--- Begin Supplied data ---
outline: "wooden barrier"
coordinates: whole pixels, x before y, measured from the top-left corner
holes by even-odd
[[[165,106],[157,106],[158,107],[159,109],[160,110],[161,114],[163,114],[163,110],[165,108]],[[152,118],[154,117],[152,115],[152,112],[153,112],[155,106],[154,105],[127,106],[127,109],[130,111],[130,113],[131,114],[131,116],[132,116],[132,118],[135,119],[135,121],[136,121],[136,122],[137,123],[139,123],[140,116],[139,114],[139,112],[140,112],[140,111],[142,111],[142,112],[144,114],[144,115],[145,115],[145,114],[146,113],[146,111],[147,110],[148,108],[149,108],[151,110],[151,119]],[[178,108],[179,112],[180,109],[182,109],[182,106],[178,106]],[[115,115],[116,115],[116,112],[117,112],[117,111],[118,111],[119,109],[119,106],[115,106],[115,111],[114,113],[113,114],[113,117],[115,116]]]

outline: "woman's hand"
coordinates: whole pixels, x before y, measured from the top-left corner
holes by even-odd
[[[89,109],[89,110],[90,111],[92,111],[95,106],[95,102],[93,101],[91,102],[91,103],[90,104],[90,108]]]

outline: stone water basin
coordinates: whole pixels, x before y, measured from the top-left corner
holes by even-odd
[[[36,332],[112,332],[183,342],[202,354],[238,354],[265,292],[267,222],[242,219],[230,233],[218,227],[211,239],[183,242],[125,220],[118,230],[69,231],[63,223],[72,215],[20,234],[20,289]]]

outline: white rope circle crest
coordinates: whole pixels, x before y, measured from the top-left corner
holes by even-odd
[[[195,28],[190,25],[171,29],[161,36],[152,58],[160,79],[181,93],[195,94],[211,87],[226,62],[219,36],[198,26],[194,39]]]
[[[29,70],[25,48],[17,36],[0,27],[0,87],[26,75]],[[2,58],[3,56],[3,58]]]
--- End Supplied data ---
Copy each item above line for line, without changing anything.

→ **Exercise answer**
outline: "wooden barrier"
coordinates: whole pixels, x before y, measured from the top-left corner
holes by even-odd
[[[165,106],[157,106],[158,107],[159,109],[160,110],[161,114],[163,114],[163,110],[165,108]],[[152,118],[154,117],[152,115],[152,112],[153,112],[155,106],[154,105],[127,106],[127,109],[130,111],[130,113],[131,114],[131,116],[132,116],[132,118],[135,119],[135,121],[136,121],[136,122],[137,123],[139,123],[140,116],[139,114],[139,112],[140,112],[140,111],[142,111],[142,112],[144,114],[144,115],[145,115],[145,114],[146,113],[146,111],[147,110],[148,108],[149,108],[151,110],[151,119]],[[178,108],[179,112],[180,109],[182,109],[182,106],[178,106]],[[115,115],[116,115],[116,112],[117,112],[117,111],[118,111],[119,109],[119,106],[115,106],[115,111],[114,113],[113,114],[113,117],[115,116]]]

outline: "woman's hand"
coordinates: whole pixels, x before y, measured from the top-left corner
holes by even-odd
[[[89,109],[89,110],[90,111],[92,111],[95,106],[95,102],[93,101],[91,102],[91,103],[90,104],[90,108]]]

outline: stone water basin
coordinates: whole pixels, x before y, measured from the top-left corner
holes by even-odd
[[[36,332],[112,332],[183,342],[202,354],[238,354],[265,292],[267,222],[242,219],[230,233],[218,227],[211,239],[183,242],[125,220],[118,230],[69,231],[63,223],[72,215],[20,234],[20,289]]]

outline: white rope circle crest
coordinates: whole pixels, x before y, measured from the top-left corner
holes by even-odd
[[[195,28],[190,25],[171,29],[161,36],[152,58],[160,79],[181,93],[195,94],[211,87],[226,62],[219,36],[198,26],[194,39]]]
[[[29,70],[25,48],[17,36],[0,27],[0,87],[26,75]],[[2,58],[3,56],[3,58]]]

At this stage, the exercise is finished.